Objective:
State how many lines in the material below contain the string "navy", matching case exactly. Reply with the number alone.

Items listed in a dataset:
----

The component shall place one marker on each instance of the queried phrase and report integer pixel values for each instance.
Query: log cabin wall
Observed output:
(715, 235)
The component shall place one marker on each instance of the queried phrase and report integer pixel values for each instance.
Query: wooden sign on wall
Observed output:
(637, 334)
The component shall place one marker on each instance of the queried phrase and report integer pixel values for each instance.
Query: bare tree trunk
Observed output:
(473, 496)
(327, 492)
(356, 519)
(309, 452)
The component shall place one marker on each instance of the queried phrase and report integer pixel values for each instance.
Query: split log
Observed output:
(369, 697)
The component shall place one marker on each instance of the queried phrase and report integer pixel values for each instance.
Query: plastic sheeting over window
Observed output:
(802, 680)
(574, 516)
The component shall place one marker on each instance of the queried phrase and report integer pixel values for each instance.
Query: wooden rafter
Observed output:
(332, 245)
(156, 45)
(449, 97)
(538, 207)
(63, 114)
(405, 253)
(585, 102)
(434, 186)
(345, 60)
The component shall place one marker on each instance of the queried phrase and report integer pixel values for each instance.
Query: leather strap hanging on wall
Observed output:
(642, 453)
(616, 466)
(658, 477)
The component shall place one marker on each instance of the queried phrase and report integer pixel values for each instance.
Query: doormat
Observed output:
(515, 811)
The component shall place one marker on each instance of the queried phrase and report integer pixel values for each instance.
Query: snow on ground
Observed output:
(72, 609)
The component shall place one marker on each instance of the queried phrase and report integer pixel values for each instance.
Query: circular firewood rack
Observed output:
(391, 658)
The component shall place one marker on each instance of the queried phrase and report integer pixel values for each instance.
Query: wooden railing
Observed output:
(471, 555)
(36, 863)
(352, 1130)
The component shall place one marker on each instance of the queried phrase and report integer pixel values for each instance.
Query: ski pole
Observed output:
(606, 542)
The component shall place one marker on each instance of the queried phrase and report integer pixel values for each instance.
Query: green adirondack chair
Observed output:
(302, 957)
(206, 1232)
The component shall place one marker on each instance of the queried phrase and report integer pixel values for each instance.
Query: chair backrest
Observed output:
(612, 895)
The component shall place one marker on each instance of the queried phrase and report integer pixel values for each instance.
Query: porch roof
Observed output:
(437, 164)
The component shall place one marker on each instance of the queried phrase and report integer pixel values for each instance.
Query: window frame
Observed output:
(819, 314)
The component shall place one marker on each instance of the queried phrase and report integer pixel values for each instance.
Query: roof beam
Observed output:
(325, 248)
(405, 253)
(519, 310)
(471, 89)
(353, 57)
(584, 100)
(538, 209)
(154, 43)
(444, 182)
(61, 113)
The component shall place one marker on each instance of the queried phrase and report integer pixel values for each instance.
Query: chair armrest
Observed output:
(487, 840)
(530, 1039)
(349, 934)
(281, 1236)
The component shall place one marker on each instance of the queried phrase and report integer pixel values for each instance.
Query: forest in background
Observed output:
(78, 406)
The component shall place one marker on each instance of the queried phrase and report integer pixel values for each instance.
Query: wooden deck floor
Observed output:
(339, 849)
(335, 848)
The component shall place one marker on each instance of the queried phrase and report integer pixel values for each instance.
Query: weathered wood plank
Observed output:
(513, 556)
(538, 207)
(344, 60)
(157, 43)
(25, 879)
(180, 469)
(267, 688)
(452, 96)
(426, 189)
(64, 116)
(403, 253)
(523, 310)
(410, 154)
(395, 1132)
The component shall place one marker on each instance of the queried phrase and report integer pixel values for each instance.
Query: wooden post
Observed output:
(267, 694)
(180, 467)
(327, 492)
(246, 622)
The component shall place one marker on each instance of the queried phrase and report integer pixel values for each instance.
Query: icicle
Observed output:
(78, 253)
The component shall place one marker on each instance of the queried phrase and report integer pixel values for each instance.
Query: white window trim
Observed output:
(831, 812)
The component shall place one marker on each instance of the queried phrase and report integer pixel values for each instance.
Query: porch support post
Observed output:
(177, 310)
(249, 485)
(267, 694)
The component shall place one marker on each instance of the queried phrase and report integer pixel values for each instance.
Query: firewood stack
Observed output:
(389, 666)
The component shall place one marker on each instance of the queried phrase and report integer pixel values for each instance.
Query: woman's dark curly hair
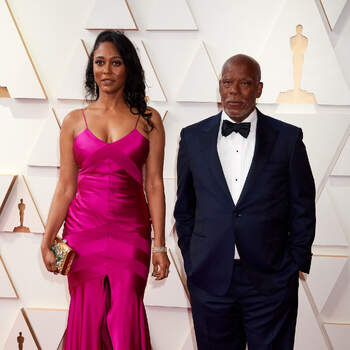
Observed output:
(134, 89)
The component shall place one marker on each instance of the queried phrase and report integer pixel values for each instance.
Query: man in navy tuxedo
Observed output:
(245, 218)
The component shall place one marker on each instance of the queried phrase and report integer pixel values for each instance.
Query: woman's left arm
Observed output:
(155, 194)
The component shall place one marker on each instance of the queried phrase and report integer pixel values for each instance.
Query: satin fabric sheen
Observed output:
(108, 225)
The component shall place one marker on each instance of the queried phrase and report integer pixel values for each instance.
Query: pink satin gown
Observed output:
(108, 225)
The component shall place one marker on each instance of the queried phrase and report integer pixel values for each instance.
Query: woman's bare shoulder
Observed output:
(155, 117)
(73, 122)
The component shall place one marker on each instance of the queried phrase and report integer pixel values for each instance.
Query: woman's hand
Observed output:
(49, 259)
(161, 265)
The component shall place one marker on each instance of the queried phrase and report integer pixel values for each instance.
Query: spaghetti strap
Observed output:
(82, 111)
(137, 121)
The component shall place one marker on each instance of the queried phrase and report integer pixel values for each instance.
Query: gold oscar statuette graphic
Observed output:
(20, 341)
(21, 227)
(298, 45)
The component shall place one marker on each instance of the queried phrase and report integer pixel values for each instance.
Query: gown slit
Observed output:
(106, 341)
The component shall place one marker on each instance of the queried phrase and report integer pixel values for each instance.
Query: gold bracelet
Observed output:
(159, 249)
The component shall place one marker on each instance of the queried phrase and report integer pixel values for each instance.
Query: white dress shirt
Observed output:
(236, 154)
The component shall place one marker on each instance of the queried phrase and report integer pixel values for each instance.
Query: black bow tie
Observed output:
(228, 127)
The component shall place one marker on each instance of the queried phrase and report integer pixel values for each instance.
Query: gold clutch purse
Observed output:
(64, 255)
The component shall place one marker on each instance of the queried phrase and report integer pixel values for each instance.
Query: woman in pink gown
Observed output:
(105, 150)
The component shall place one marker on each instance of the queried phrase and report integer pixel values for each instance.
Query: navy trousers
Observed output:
(245, 316)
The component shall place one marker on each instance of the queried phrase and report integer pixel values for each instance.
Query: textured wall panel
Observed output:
(169, 15)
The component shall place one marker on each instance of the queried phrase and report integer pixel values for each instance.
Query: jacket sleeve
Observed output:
(185, 204)
(302, 218)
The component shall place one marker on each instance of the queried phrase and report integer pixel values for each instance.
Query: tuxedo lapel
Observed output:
(265, 139)
(209, 148)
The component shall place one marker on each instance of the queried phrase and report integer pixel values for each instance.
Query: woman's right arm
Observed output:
(64, 193)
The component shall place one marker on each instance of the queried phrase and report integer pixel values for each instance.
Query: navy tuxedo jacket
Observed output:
(273, 222)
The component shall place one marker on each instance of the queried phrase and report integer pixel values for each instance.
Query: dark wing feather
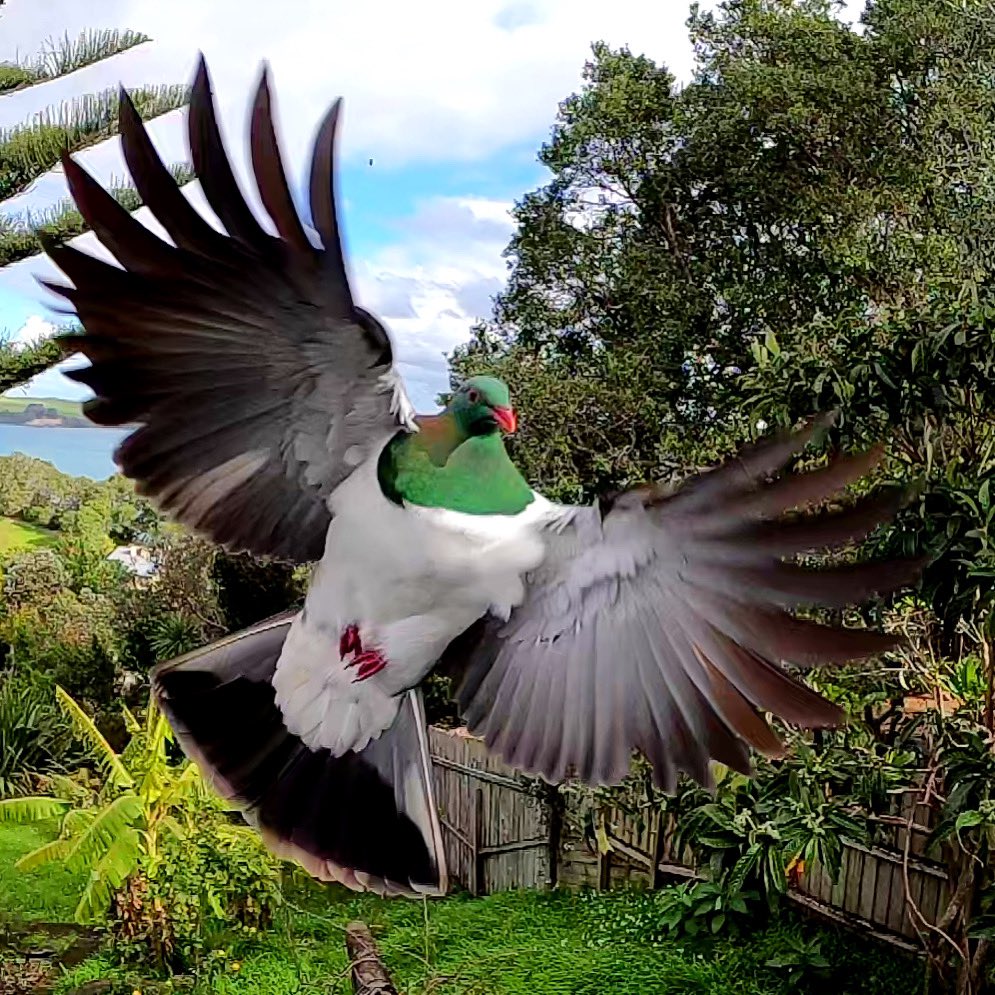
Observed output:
(660, 622)
(257, 383)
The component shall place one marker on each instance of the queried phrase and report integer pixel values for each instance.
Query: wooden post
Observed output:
(656, 876)
(369, 976)
(477, 838)
(554, 816)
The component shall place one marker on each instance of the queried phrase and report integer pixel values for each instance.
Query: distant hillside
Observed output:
(42, 412)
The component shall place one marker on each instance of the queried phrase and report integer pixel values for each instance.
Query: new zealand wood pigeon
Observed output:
(272, 419)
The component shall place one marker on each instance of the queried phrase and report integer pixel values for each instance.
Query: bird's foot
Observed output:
(369, 662)
(349, 641)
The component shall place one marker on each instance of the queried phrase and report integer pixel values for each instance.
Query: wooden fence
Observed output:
(503, 831)
(494, 824)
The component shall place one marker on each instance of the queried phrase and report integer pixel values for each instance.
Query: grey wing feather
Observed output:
(660, 623)
(257, 383)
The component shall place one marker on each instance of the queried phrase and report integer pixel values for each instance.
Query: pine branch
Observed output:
(19, 234)
(67, 56)
(29, 151)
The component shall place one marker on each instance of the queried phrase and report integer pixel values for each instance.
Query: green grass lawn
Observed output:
(17, 536)
(19, 403)
(527, 943)
(48, 896)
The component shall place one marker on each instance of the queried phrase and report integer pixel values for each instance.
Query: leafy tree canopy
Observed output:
(807, 225)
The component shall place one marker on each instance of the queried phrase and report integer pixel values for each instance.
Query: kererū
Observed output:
(272, 419)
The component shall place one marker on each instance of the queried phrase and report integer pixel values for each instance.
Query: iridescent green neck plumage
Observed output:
(442, 467)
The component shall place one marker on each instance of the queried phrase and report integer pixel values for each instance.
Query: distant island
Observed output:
(46, 412)
(43, 412)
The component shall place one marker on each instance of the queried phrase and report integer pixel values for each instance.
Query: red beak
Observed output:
(506, 418)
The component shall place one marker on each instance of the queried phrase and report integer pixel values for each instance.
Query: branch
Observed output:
(19, 234)
(57, 60)
(28, 151)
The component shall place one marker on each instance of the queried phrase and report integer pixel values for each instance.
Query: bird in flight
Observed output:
(273, 420)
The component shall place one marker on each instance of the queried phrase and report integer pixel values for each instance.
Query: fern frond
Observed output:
(100, 749)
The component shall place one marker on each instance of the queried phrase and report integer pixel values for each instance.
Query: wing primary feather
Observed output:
(157, 187)
(324, 213)
(129, 241)
(213, 167)
(267, 164)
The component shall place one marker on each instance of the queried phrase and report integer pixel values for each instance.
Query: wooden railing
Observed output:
(504, 832)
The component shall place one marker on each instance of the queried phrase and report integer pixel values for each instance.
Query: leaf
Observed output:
(99, 747)
(56, 850)
(110, 872)
(130, 722)
(112, 823)
(968, 819)
(33, 808)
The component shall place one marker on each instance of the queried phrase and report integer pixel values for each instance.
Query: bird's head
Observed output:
(482, 405)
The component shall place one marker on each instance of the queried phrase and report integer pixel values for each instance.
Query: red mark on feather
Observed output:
(371, 662)
(349, 641)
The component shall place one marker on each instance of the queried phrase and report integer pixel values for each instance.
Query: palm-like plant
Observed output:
(30, 150)
(112, 832)
(34, 738)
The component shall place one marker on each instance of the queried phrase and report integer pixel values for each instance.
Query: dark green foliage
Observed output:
(214, 888)
(34, 737)
(250, 589)
(807, 225)
(19, 366)
(30, 150)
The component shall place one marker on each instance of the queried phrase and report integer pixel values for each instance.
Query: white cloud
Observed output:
(31, 332)
(443, 82)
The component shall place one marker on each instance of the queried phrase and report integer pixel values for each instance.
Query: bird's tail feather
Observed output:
(366, 819)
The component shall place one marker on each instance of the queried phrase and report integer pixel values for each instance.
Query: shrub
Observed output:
(157, 846)
(35, 739)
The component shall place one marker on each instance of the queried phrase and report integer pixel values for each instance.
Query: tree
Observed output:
(807, 225)
(30, 150)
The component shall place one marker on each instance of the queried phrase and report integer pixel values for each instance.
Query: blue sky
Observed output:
(450, 99)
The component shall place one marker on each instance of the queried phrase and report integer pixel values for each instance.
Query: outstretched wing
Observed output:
(659, 622)
(257, 382)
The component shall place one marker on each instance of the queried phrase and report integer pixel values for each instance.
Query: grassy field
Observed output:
(45, 897)
(527, 943)
(16, 536)
(19, 403)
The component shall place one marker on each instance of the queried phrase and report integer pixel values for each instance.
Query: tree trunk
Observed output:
(369, 976)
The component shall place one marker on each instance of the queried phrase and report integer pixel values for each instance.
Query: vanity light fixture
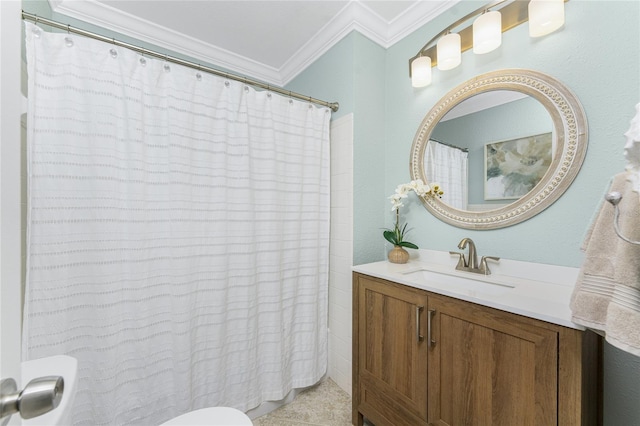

----

The response:
3